Records drawn from a dataset:

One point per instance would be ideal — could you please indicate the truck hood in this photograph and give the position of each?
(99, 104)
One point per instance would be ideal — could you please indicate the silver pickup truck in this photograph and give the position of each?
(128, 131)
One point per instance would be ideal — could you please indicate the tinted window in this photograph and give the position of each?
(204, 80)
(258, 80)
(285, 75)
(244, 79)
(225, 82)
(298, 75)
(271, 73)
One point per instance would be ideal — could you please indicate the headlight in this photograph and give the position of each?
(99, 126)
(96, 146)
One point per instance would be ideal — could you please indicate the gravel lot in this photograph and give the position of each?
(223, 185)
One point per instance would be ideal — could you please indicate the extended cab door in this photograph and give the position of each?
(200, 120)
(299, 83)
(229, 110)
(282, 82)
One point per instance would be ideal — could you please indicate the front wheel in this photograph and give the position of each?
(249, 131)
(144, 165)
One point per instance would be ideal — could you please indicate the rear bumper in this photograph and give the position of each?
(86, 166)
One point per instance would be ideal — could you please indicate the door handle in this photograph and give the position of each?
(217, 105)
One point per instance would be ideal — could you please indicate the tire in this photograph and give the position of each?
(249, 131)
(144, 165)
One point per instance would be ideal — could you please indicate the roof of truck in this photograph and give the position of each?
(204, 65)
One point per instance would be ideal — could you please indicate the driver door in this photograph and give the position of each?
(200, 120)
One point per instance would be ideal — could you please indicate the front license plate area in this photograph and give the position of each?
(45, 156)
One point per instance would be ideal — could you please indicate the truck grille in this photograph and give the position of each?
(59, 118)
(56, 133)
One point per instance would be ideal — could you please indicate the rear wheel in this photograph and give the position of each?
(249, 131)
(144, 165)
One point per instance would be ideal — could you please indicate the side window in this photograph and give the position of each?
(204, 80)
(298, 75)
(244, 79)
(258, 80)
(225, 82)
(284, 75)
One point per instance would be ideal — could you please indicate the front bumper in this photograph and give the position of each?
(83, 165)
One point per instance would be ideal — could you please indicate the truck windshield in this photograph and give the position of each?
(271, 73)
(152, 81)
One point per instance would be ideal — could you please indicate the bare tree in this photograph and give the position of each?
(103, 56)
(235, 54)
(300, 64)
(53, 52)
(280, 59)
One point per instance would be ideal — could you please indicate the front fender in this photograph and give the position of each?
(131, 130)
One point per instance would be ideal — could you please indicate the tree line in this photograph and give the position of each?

Work to be completed:
Repeat the data word for word. Leave nothing out.

Problem solution:
One point per instance would be ideal — could you please indicate the truck hood in this photograph and give the position of each?
(99, 104)
One point per instance would be ideal — could you please indicate the silver pickup truck in this photograph and give the position of each?
(128, 131)
One point per instance would be ideal — could you please indicate the tinted window in this photograph and give the position of each?
(204, 80)
(258, 80)
(285, 75)
(244, 79)
(225, 82)
(298, 75)
(271, 73)
One point per instance would be ideal — could you please indicate the headlight in this photograph and give the position of each?
(99, 126)
(96, 146)
One point per instance would be ideal — could you please indicate the gravel lot in this photograph and give the position of each?
(223, 185)
One point per instance would be ideal — could you please indicate the extended cab door in this photograph and give the position of each?
(200, 120)
(299, 83)
(229, 110)
(282, 82)
One point per instance would be ideal — could you please indicate the front wheel in this photograph and give the position of each?
(249, 131)
(144, 165)
One point per instance would be ideal — could you please indicate the rear bumper in this photograph and give the position of each?
(86, 166)
One point per instance would be ideal — could you please indicate the door handle in this photograph and give the position of each?
(217, 105)
One point per instance would be ideal — could you please indicate the tire in this photograph and give the position of each?
(249, 131)
(144, 165)
One point per instance would be ideal — could you please indicate the roof of truck in this photograph and give the position of each?
(204, 65)
One point per instance would be ideal — could you please indicate the driver door in this photograph and give the position of each?
(200, 120)
One point per instance would be ideal — could you please indicate the front license plate area in this photograph and give the position of each?
(45, 156)
One point per instance would be ideal — could you please indicate the truck grille in this photograph and give the position of each?
(59, 118)
(56, 133)
One point per instance would be ideal — could you please indicate the rear wheel in this photograph and give the position of each?
(249, 131)
(144, 165)
One point per instance would be ideal — could you please indicate the side window in this photograph and give the position of each?
(204, 80)
(298, 75)
(244, 79)
(258, 80)
(225, 82)
(284, 75)
One point per instance would be ideal — could you please indicate the front bumper in this photograph and give the position of each?
(83, 165)
One point per instance would be ideal — could you please indicate the truck windshield in this photograph and give the position of each?
(271, 73)
(152, 81)
One point per instance would be ideal — could you please indicate the bare tree in this photograph and give the position of each?
(103, 56)
(235, 54)
(300, 64)
(53, 52)
(280, 59)
One point per instance would be ideal — could you please indicate the front fender in this photograph and give the position of each?
(131, 130)
One point per instance would be ideal — could you please indicate the tree line in this photograph and give the position of each?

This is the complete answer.